BEGIN The data

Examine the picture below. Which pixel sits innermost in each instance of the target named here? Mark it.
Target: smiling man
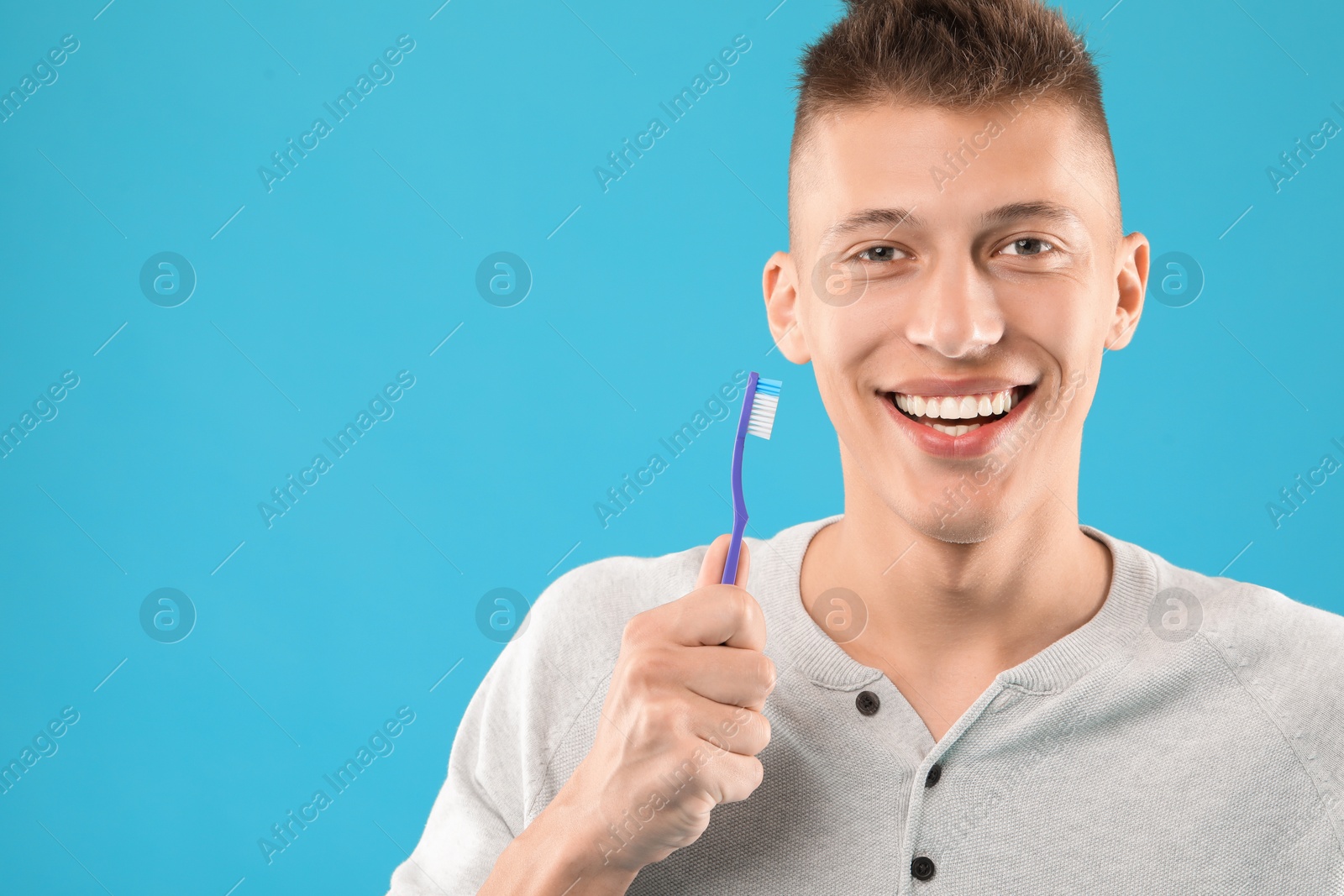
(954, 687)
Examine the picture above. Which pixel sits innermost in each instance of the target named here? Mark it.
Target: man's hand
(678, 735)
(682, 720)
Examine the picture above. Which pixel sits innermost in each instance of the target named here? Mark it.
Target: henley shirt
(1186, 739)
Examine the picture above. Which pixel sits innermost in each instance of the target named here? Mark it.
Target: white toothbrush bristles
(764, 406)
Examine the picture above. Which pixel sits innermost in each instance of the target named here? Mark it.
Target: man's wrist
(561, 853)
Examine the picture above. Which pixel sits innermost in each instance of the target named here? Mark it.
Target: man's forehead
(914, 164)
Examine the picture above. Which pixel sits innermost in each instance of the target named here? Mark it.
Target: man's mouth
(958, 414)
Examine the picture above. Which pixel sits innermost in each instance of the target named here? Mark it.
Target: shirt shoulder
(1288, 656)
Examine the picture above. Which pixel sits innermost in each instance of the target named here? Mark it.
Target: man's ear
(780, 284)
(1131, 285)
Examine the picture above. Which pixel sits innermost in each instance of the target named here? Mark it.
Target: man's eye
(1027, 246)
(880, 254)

END The data

> [Task objective]
Reproduce the listing word for word, but keep the pictures out of it.

> [Answer to this problem]
Examine the picture below. Which pixel sits innermost in each instance of the target named here? Mark it.
Target: smiling man
(954, 687)
Examine the picture above. Which pixel sits innermost in each instance of the target named here? Mark it.
Target: man's hand
(678, 735)
(682, 720)
Examine the picture above. Which pixel sits innermost in each instance of the target named here? Mark it.
Target: henley shirt
(1186, 739)
Examine the picture above. Which pixel sits innermost in each instance of the target named here? Mark it.
Target: white toothbrush bristles
(764, 406)
Examine the picture above. Which pixel sits innermost in each instance of the target named here? Mark it.
Target: man's wrist
(561, 853)
Examine the picture above. Which pixel sits innermost in each instance of the target named here? Mark it.
Target: man's forehead
(914, 164)
Examine the picture above. Which pixel sits innermost in each instance of the target named here? Mark it.
Target: man's mouth
(958, 414)
Examine the picture above. Which pixel sits innermost in each instance of the target named here? Mark it.
Target: shirt shoulder
(1288, 656)
Examine the picture above. Which pixel sits innermost in each instance of the target named here? Mark it.
Target: man's ear
(780, 284)
(1131, 285)
Examine the picture above. Which pixel sits innermost in each instance of the target named here? Mark it.
Target: man's eye
(1027, 246)
(880, 254)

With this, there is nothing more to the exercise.